── DATA RECORDS ──

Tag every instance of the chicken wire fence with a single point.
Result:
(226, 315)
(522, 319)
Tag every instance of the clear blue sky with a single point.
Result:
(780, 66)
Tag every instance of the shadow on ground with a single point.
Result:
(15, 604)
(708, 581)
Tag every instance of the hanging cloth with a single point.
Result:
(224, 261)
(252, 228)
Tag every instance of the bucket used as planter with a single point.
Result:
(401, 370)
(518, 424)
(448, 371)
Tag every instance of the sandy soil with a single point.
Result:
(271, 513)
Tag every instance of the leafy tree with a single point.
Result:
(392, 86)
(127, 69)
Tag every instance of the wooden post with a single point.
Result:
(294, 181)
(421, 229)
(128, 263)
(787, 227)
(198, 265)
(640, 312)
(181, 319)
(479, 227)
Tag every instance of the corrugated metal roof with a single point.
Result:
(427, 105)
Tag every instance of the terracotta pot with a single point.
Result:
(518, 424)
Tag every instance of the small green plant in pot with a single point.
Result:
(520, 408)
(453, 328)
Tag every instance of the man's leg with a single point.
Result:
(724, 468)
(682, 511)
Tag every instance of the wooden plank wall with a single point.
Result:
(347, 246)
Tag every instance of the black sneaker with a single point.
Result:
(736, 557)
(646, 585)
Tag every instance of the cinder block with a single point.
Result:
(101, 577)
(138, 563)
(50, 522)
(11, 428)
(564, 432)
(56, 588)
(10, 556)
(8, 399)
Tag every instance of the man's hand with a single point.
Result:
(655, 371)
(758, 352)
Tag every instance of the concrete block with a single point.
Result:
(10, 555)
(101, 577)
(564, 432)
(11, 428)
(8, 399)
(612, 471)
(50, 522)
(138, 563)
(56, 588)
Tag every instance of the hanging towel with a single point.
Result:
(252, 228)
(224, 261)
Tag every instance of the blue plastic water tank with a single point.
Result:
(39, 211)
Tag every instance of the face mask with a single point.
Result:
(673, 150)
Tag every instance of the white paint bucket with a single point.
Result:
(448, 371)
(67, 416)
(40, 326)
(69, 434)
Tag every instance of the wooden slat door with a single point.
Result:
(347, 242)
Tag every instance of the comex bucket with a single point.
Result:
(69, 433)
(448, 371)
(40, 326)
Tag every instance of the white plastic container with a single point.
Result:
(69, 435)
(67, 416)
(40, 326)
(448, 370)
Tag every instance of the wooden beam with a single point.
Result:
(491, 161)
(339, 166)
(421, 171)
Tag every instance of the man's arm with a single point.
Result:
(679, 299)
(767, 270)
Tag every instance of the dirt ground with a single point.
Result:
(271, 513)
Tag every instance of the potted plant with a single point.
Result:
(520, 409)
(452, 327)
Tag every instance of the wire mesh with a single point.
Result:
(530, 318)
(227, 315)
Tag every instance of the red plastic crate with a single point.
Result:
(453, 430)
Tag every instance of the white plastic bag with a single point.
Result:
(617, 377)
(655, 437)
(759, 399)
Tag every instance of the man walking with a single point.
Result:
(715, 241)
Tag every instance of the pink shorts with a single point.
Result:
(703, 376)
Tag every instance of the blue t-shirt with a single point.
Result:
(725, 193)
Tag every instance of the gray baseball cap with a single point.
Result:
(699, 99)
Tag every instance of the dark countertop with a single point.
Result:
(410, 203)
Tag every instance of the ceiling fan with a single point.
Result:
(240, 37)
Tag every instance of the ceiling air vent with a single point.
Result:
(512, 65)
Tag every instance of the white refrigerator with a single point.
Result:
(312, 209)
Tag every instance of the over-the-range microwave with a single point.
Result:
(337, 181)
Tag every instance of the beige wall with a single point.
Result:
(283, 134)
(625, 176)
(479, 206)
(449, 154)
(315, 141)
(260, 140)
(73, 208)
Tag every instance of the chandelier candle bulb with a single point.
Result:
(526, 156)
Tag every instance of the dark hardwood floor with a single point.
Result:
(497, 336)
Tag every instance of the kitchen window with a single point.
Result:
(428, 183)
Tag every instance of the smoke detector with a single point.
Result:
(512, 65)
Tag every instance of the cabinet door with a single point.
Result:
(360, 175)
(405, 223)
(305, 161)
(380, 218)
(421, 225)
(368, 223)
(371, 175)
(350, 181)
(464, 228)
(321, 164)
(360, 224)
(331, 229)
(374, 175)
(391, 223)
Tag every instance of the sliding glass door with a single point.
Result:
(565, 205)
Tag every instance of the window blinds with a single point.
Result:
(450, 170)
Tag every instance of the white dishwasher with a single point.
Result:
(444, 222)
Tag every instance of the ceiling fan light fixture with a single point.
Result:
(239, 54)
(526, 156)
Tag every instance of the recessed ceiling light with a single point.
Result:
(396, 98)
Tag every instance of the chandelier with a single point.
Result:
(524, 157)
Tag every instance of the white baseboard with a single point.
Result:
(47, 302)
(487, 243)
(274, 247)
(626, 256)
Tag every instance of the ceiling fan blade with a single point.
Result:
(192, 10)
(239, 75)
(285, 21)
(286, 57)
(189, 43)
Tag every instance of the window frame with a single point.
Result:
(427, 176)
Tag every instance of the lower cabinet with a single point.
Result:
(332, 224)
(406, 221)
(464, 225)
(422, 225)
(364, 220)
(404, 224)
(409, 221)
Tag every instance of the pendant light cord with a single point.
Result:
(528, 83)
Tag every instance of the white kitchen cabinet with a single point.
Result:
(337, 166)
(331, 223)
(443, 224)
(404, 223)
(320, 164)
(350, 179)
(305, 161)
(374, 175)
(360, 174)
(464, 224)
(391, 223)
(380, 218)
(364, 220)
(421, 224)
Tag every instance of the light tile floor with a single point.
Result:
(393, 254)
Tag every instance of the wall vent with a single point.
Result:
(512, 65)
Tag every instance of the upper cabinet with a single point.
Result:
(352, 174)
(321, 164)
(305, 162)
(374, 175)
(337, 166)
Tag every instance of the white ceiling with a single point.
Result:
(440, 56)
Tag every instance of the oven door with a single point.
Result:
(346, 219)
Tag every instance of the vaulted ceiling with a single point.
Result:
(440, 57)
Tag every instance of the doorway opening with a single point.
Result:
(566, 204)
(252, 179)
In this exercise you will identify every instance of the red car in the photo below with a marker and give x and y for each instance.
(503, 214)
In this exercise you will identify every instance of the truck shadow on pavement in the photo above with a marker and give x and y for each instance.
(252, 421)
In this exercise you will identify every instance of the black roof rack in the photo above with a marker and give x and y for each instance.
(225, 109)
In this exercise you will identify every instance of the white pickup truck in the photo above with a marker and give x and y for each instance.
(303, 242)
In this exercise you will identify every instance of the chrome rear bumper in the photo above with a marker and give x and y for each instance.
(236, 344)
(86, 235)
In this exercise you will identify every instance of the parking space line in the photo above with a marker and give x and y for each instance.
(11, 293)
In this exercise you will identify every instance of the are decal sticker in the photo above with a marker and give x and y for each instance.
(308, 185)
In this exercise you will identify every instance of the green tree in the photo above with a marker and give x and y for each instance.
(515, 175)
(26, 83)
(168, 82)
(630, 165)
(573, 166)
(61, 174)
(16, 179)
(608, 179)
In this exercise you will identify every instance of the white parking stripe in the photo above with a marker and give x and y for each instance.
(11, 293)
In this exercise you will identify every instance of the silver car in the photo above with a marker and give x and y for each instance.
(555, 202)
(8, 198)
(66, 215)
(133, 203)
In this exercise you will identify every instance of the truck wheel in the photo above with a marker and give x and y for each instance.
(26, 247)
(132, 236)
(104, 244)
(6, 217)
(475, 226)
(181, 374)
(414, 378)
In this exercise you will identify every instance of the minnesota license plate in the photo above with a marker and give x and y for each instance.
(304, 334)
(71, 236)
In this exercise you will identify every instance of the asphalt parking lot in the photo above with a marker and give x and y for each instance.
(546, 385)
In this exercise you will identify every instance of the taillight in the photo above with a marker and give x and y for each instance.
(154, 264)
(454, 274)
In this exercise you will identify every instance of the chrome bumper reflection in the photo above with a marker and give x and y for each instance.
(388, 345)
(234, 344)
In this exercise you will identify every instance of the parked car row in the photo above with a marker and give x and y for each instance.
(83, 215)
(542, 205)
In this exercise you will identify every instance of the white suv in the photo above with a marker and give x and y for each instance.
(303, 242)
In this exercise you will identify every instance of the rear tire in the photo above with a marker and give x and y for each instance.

───

#### [YOUR TASK]
Reproduce only the lines from the line containing "the white parking" to the last line of the material above, both of those lines included.

#### [ANSWER TO THE EXERCISE]
In this exercise you will identify every instance of the white parking stripe in the photo above with a marker and give x and y for each instance.
(11, 293)
In this exercise you will identify every instance of the silver car in the photo above with a marker and give x and y for each instance.
(555, 202)
(8, 198)
(66, 215)
(133, 203)
In this exercise you will identify every instance of the truck wheel in the photo above with a marker and give x and y for each instance.
(26, 247)
(132, 236)
(104, 244)
(6, 217)
(475, 226)
(181, 374)
(414, 378)
In this exercise you will identify every instance of the minnesota license plate in the photo above with a marker and give x and y for each instance.
(304, 334)
(71, 236)
In this exercise you will identify every instance of the asphalt parking lot in the photo above with a marker and give x and y for each instance.
(546, 385)
In this exercise you will identify every instance of the taillight in the photo above with a marker and give x and y for each instance.
(154, 264)
(454, 274)
In this exercise you will identify every instance of the chrome bumper reflection in the photo above with a marker and give x and y for each instance.
(388, 345)
(234, 344)
In this exercise you will identify every instance of the parked car row in the photo above with a marker and give x and y for each instance.
(83, 215)
(542, 205)
In this exercise you will identify every instance of the white suv in the photo above with a marker and give x and y for each instance.
(303, 242)
In this exercise you will identify every instance of the rear tire in the photo above with a marker and give x and y for each instance.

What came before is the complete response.